#### WHAT YOU NEED TO DO
Copy all the data exactly, except the pictures.

#### RECORDS SUPPLIED

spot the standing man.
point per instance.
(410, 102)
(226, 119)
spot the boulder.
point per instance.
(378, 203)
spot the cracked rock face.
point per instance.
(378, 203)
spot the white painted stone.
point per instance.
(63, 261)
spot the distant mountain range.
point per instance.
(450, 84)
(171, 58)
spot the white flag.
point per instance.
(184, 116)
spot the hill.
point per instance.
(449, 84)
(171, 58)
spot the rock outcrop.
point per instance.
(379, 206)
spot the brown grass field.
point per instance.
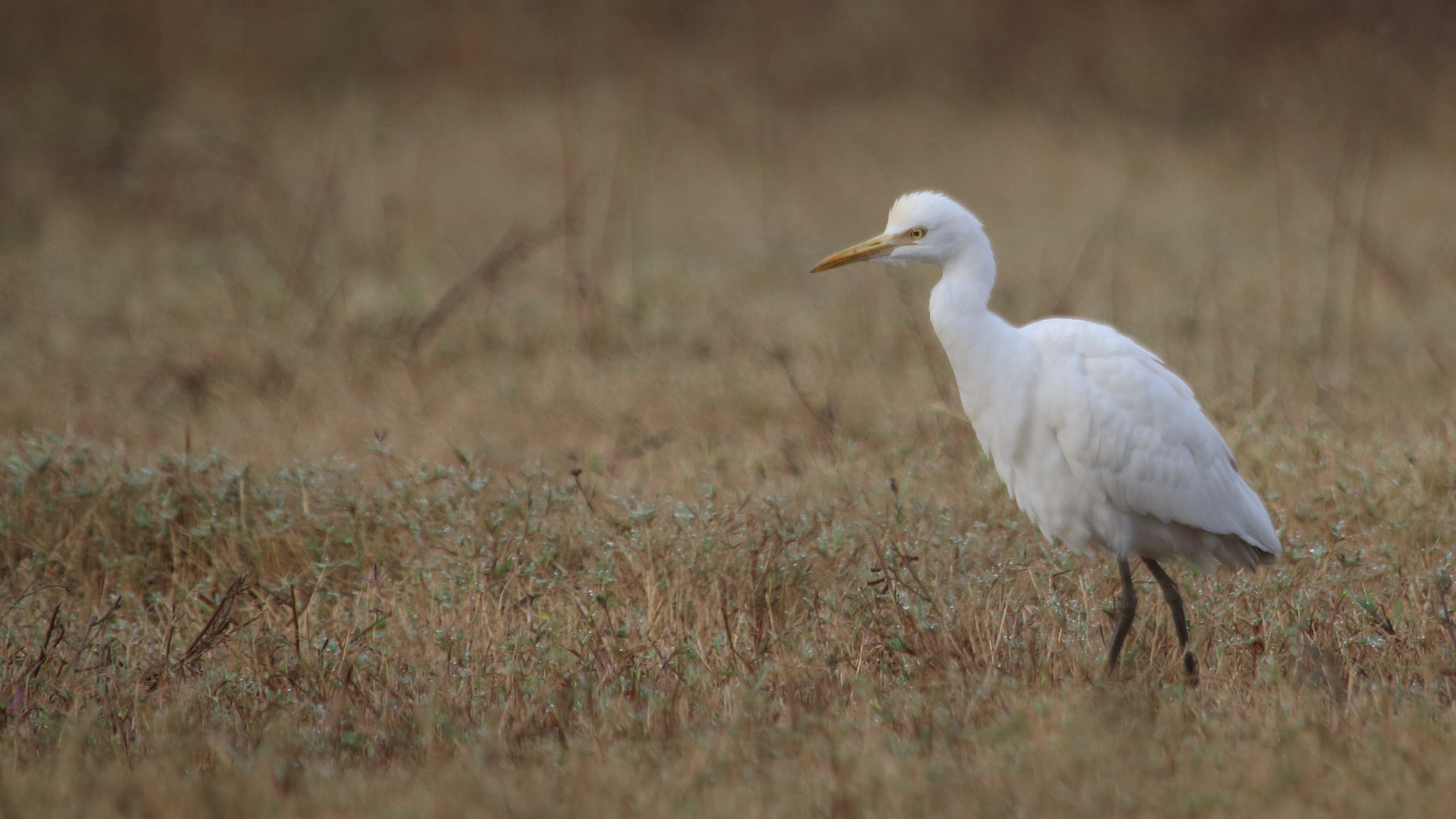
(647, 520)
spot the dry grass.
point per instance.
(648, 520)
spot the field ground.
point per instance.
(655, 523)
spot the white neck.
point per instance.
(978, 341)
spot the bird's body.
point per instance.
(1100, 444)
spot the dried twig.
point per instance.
(514, 247)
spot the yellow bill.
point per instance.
(864, 251)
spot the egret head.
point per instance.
(924, 228)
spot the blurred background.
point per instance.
(225, 225)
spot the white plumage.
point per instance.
(1100, 444)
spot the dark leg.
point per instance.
(1179, 621)
(1126, 608)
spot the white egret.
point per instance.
(1098, 442)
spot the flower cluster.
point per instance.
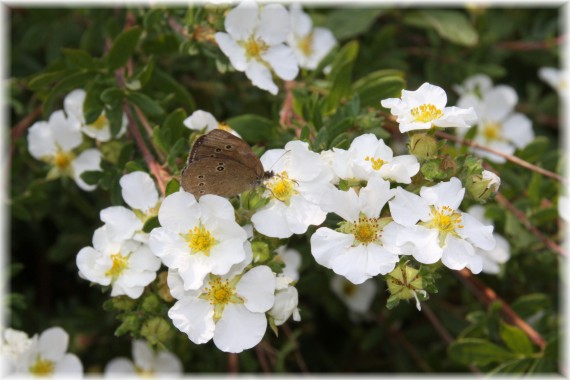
(120, 256)
(43, 355)
(60, 143)
(267, 40)
(499, 127)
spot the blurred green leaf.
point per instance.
(449, 24)
(123, 47)
(478, 351)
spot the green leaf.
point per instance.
(78, 59)
(449, 24)
(172, 186)
(350, 22)
(340, 76)
(515, 339)
(374, 88)
(123, 47)
(91, 177)
(151, 224)
(148, 106)
(478, 351)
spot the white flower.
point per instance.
(296, 190)
(365, 244)
(425, 108)
(443, 232)
(494, 180)
(254, 43)
(498, 127)
(206, 122)
(554, 77)
(100, 129)
(369, 157)
(230, 309)
(492, 259)
(47, 356)
(309, 44)
(197, 238)
(477, 84)
(54, 142)
(292, 260)
(286, 301)
(128, 266)
(145, 363)
(357, 298)
(13, 344)
(139, 192)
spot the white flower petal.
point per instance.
(257, 287)
(139, 191)
(53, 343)
(239, 329)
(195, 318)
(242, 21)
(273, 24)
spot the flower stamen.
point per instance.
(426, 113)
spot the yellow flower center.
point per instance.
(101, 122)
(305, 44)
(492, 131)
(120, 263)
(254, 48)
(348, 289)
(63, 159)
(375, 162)
(282, 187)
(365, 230)
(219, 293)
(446, 220)
(200, 240)
(426, 113)
(42, 367)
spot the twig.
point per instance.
(513, 159)
(501, 199)
(233, 363)
(260, 352)
(488, 296)
(298, 357)
(531, 45)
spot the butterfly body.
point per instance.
(222, 164)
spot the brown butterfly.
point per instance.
(222, 164)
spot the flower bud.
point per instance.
(482, 186)
(423, 146)
(404, 283)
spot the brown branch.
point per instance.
(298, 357)
(233, 366)
(531, 45)
(488, 296)
(502, 200)
(513, 159)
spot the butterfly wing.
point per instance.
(217, 176)
(221, 144)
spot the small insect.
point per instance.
(222, 164)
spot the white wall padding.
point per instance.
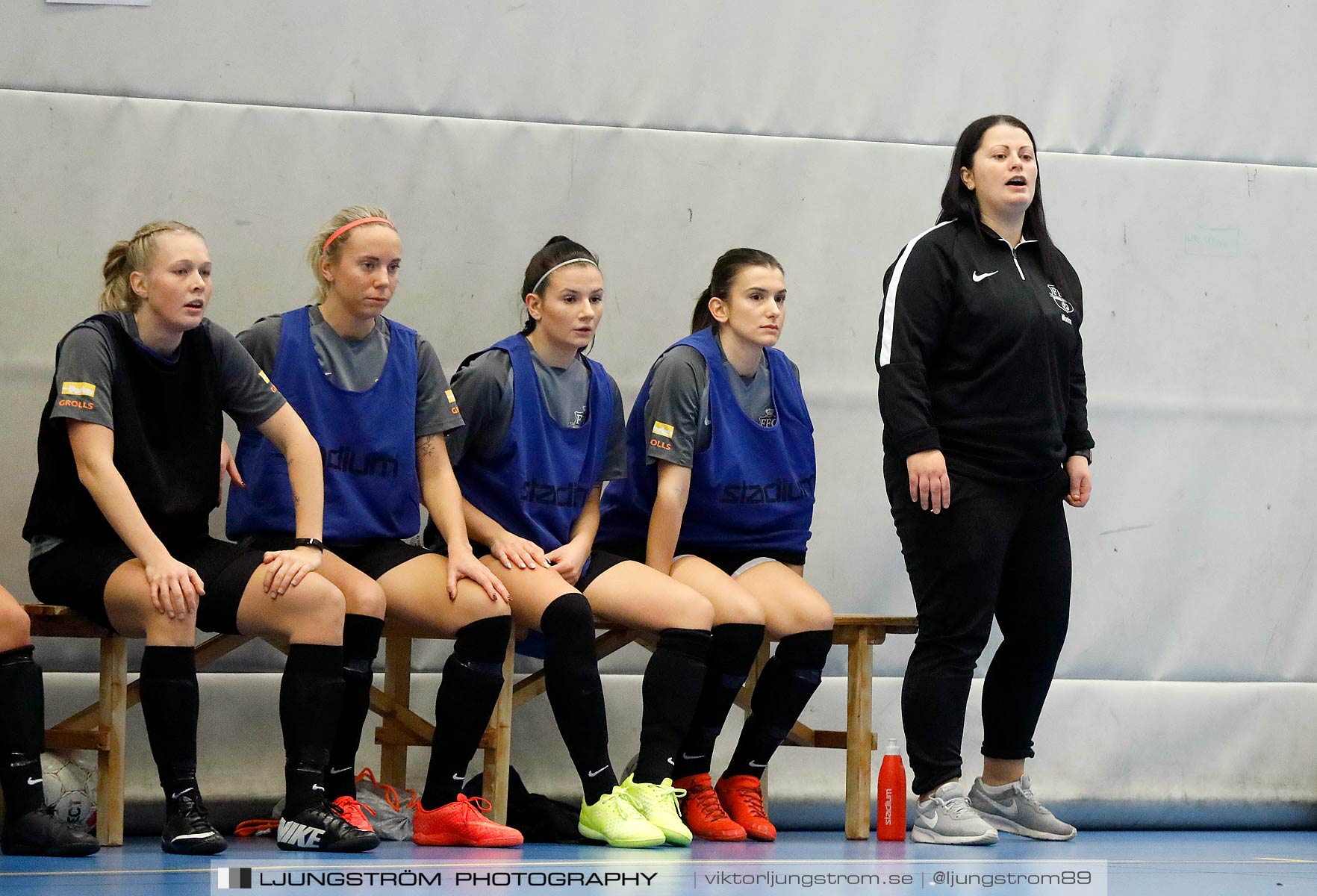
(1177, 78)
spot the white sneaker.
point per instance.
(947, 818)
(1018, 812)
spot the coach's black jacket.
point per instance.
(980, 356)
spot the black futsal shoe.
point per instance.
(40, 833)
(319, 828)
(187, 829)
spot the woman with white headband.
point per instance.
(544, 430)
(374, 396)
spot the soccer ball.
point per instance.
(70, 784)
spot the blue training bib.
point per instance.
(368, 444)
(538, 482)
(751, 489)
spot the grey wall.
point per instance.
(661, 136)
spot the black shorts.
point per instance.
(75, 572)
(596, 565)
(373, 558)
(729, 560)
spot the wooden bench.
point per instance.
(102, 727)
(401, 728)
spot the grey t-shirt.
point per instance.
(679, 401)
(86, 368)
(484, 386)
(356, 364)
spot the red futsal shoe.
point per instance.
(703, 813)
(461, 824)
(744, 803)
(355, 812)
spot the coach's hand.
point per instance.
(513, 550)
(286, 570)
(929, 482)
(1082, 482)
(175, 587)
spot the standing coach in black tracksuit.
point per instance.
(986, 432)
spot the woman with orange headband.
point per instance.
(374, 396)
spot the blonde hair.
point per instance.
(317, 252)
(127, 256)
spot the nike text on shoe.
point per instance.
(187, 828)
(946, 818)
(320, 828)
(40, 833)
(1017, 811)
(461, 823)
(615, 820)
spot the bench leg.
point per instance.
(113, 712)
(859, 737)
(498, 758)
(393, 756)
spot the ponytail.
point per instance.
(127, 256)
(726, 269)
(558, 252)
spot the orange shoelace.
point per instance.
(476, 803)
(753, 800)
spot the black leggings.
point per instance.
(998, 550)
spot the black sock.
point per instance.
(170, 706)
(22, 732)
(576, 694)
(360, 644)
(669, 694)
(310, 701)
(789, 680)
(473, 677)
(731, 653)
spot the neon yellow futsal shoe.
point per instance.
(615, 820)
(658, 803)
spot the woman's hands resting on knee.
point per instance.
(286, 570)
(175, 587)
(929, 482)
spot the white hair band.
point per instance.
(561, 264)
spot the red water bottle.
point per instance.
(892, 795)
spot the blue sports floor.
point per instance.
(1162, 863)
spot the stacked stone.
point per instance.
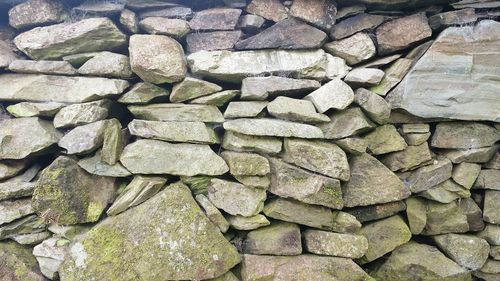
(250, 140)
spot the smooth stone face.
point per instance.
(235, 198)
(371, 183)
(246, 164)
(81, 114)
(464, 135)
(302, 267)
(215, 19)
(235, 66)
(22, 137)
(346, 123)
(178, 112)
(321, 157)
(56, 41)
(286, 34)
(335, 244)
(211, 41)
(450, 61)
(295, 110)
(157, 59)
(172, 238)
(260, 88)
(272, 127)
(191, 159)
(66, 194)
(279, 239)
(334, 94)
(48, 88)
(431, 264)
(288, 181)
(384, 139)
(354, 49)
(191, 132)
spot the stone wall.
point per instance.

#### SOLUTION
spot the standing man.
point per instance.
(410, 102)
(226, 119)
spot the boulder.
point per instance.
(378, 203)
spot the cracked rock face.
point per instance.
(378, 203)
spot the white painted stone.
point per instance.
(63, 261)
spot the distant mountain range.
point per instance.
(450, 84)
(171, 58)
spot the white flag.
point per instance.
(184, 116)
spot the hill.
point per instance.
(449, 84)
(171, 58)
spot the rock outcrop.
point per instance.
(379, 206)
spot the brown grass field.
point per instance.
(647, 520)
spot the dry grass.
point per instance.
(648, 520)
spot the field ground.
point per instance.
(655, 523)
spot the white neck.
point per instance.
(978, 341)
spot the bird's body.
point per instance.
(1100, 444)
spot the dried twig.
point per instance.
(514, 247)
spot the yellow bill.
point per instance.
(864, 251)
spot the egret head.
point per instance.
(924, 228)
spot the blurred background.
point per instance.
(225, 225)
spot the white plumage.
point per instance.
(1100, 444)
spot the dark leg.
point per instance.
(1179, 621)
(1126, 608)
spot the white egret.
point per instance.
(1098, 442)
spot the flower cluster.
point per instance.
(120, 256)
(43, 355)
(60, 143)
(267, 40)
(499, 127)
spot the blurred green leaf.
point per instance.
(449, 24)
(123, 47)
(478, 351)
spot the green leaf.
point per instance.
(78, 59)
(449, 24)
(172, 186)
(350, 22)
(340, 76)
(515, 339)
(374, 88)
(123, 47)
(91, 177)
(151, 224)
(148, 106)
(478, 351)
spot the white flower.
point per instance.
(296, 190)
(365, 244)
(425, 108)
(443, 232)
(494, 180)
(254, 43)
(498, 127)
(206, 122)
(554, 77)
(100, 129)
(369, 157)
(230, 309)
(492, 259)
(47, 356)
(309, 44)
(197, 238)
(477, 84)
(54, 142)
(292, 260)
(286, 301)
(128, 266)
(145, 363)
(357, 298)
(13, 344)
(139, 192)
spot the white flower petal.
point per instance.
(257, 287)
(139, 191)
(53, 343)
(239, 329)
(195, 318)
(242, 21)
(273, 24)
spot the flower stamen.
point per instance.
(426, 113)
spot the yellow flower center.
point per instance.
(101, 122)
(305, 44)
(492, 131)
(120, 263)
(254, 48)
(348, 289)
(63, 159)
(375, 162)
(282, 187)
(365, 230)
(219, 293)
(446, 220)
(200, 240)
(426, 113)
(42, 367)
spot the twig.
point per instance.
(513, 159)
(501, 199)
(233, 363)
(260, 352)
(488, 296)
(298, 357)
(531, 45)
spot the butterfly body.
point per instance.
(222, 164)
spot the brown butterfly.
point per instance.
(222, 164)
spot the flower bud.
point per instance.
(482, 186)
(423, 146)
(404, 283)
spot the brown branch.
point per instance.
(298, 357)
(233, 366)
(531, 45)
(488, 296)
(502, 200)
(513, 159)
spot the butterfly wing.
point per instance.
(217, 176)
(221, 144)
spot the small insect.
point per instance.
(222, 164)
spot the white wall padding.
point per instance.
(1177, 78)
spot the white sneaker.
point per instance.
(947, 818)
(1018, 812)
spot the coach's black jacket.
point per instance.
(980, 356)
spot the black futsal shoe.
point per instance.
(40, 833)
(319, 828)
(187, 829)
spot the woman with white headband.
point per instance.
(544, 430)
(374, 396)
spot the soccer ball.
point per instance.
(70, 784)
spot the blue training bib.
point per instance.
(368, 444)
(538, 482)
(751, 489)
spot the grey wall.
point per instance.
(661, 136)
spot the black shorts.
point per instance.
(75, 572)
(596, 565)
(373, 558)
(729, 560)
spot the wooden bench.
point per instance.
(102, 727)
(401, 728)
spot the grey t-shirt.
point per instance.
(679, 401)
(86, 368)
(484, 386)
(356, 364)
spot the red futsal shoe.
point per instance.
(703, 813)
(461, 824)
(744, 803)
(355, 812)
spot the coach's hand.
point per instance.
(513, 550)
(286, 570)
(929, 482)
(1082, 482)
(175, 587)
spot the standing coach in black tracksuit.
point per instance.
(986, 432)
spot the woman with orange headband.
point per instance.
(374, 396)
spot the blonde hair.
point per instance.
(317, 252)
(127, 256)
spot the nike text on shoe.
point per instance.
(187, 828)
(946, 818)
(320, 828)
(40, 833)
(1017, 811)
(461, 823)
(615, 820)
spot the bench leg.
point per instance.
(113, 712)
(859, 737)
(498, 758)
(393, 756)
spot the ponytail.
point per instance.
(127, 256)
(726, 269)
(558, 252)
spot the orange shoelace.
point per instance.
(476, 803)
(753, 800)
spot the black leggings.
point per instance.
(998, 550)
spot the black sock.
point per instance.
(170, 706)
(22, 732)
(576, 694)
(360, 644)
(669, 694)
(310, 701)
(789, 680)
(473, 677)
(731, 653)
spot the neon yellow futsal shoe.
point per instance.
(615, 820)
(658, 803)
spot the woman's hands resting on knee.
point per instance.
(286, 570)
(175, 587)
(929, 482)
spot the white hair band.
point per instance.
(561, 264)
spot the red water bottle.
point per instance.
(892, 795)
spot the blue sports floor.
point per instance.
(1162, 863)
spot the stacked stone.
point per instance.
(250, 140)
spot the smooth stone face.
point per instance.
(235, 198)
(371, 183)
(246, 164)
(81, 114)
(464, 135)
(302, 267)
(215, 19)
(235, 66)
(22, 137)
(346, 123)
(178, 112)
(321, 157)
(56, 41)
(286, 34)
(335, 244)
(211, 41)
(450, 61)
(295, 110)
(157, 59)
(172, 238)
(260, 88)
(272, 127)
(191, 159)
(66, 194)
(279, 239)
(334, 94)
(48, 88)
(431, 264)
(288, 181)
(384, 139)
(354, 49)
(191, 132)
spot the stone wall.
point per instance.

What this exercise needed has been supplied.